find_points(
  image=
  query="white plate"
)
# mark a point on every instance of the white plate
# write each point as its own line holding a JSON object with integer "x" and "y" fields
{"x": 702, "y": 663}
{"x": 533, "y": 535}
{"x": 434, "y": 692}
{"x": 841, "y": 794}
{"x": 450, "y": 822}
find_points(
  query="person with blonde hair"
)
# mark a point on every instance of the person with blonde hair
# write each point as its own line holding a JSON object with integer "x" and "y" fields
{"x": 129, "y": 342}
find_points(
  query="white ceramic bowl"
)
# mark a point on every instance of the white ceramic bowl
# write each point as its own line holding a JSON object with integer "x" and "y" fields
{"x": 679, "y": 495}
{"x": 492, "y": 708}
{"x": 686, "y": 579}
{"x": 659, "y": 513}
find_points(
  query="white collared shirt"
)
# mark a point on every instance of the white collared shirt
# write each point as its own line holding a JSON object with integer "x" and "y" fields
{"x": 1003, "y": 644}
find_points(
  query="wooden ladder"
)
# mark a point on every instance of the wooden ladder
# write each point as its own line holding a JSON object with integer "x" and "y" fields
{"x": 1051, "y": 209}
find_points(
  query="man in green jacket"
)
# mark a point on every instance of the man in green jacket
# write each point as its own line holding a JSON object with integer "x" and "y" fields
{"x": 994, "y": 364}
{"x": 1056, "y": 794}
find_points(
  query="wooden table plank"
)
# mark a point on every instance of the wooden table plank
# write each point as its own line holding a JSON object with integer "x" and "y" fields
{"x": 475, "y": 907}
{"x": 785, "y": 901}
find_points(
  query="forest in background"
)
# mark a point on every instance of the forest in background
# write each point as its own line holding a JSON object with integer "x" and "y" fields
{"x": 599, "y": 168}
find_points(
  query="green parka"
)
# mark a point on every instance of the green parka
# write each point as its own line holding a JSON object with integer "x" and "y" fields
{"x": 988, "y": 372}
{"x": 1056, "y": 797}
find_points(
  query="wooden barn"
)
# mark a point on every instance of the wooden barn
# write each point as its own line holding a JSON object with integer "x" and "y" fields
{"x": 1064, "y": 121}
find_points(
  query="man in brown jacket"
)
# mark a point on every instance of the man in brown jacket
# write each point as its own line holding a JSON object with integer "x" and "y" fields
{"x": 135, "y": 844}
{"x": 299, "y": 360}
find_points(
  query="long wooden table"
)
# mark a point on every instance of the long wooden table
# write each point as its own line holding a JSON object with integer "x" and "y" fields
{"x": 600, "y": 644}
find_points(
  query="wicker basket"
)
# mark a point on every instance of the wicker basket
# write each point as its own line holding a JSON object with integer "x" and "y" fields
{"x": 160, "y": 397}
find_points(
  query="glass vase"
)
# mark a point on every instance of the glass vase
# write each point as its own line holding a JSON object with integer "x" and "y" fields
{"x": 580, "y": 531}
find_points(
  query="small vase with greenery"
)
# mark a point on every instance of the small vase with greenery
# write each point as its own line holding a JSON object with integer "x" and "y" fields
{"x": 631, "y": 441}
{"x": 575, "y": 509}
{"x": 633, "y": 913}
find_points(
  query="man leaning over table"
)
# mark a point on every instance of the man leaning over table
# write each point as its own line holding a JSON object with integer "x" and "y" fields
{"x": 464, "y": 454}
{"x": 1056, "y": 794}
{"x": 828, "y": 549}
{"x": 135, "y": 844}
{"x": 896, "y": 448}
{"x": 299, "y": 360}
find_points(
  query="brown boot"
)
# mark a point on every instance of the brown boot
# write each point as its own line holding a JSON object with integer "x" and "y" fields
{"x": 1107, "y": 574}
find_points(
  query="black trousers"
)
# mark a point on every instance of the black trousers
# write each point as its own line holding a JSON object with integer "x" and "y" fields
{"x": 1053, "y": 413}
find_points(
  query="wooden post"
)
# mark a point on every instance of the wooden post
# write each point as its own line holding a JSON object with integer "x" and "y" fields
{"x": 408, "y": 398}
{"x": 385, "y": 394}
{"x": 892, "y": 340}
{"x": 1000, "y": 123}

What is needed ▸
Gather every line of the material above that contains the word "table" and copy each one in full.

Result below ▸
  query="wooden table plank"
# mark a point on every instance of the wooden table plank
  query="long wooden table"
# mark a point on every instance of the long wooden table
  query="man leaning over table"
# mark a point on every instance of the man leaning over table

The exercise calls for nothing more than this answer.